[Records excerpted from a collection]
────────────────────
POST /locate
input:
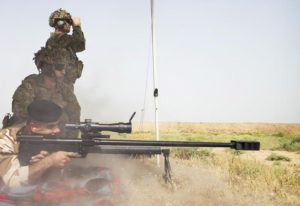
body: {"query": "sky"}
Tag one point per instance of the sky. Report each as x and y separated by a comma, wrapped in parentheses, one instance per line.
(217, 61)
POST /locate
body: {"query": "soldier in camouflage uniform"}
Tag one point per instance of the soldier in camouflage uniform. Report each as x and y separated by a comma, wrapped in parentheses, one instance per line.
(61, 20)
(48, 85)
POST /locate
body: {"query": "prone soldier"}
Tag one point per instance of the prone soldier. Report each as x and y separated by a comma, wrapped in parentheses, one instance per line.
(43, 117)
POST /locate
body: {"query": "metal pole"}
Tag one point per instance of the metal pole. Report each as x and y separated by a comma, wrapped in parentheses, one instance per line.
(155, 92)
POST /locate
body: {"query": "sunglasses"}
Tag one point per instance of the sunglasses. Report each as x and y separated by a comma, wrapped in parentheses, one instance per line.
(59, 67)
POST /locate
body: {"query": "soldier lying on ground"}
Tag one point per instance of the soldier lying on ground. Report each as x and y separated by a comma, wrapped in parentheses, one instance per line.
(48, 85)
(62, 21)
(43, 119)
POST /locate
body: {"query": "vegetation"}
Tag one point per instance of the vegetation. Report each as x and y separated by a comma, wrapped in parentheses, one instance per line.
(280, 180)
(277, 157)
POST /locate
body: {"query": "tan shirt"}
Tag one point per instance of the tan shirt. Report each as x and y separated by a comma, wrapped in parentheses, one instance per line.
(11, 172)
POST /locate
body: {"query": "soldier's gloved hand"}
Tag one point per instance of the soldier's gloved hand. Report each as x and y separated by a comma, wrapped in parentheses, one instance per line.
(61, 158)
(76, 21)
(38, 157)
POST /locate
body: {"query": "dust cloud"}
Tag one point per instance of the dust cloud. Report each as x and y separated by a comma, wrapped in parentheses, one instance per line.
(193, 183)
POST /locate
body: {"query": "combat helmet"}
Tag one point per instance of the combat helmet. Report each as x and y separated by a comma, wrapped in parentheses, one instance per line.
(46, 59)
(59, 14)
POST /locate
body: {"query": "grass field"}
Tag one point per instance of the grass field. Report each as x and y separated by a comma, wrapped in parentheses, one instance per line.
────────────────────
## Brief
Look over the records above and filter for each line with the word "body".

## Reply
body: {"query": "sky"}
body: {"query": "soldier in camouflage uniform"}
body: {"query": "prone soldier"}
body: {"query": "metal pole"}
body: {"query": "sunglasses"}
body: {"query": "soldier lying on ground"}
body: {"query": "vegetation"}
body: {"query": "tan shirt"}
body: {"query": "soldier's gloved hand"}
body: {"query": "dust cloud"}
body: {"query": "combat helmet"}
body: {"query": "grass field"}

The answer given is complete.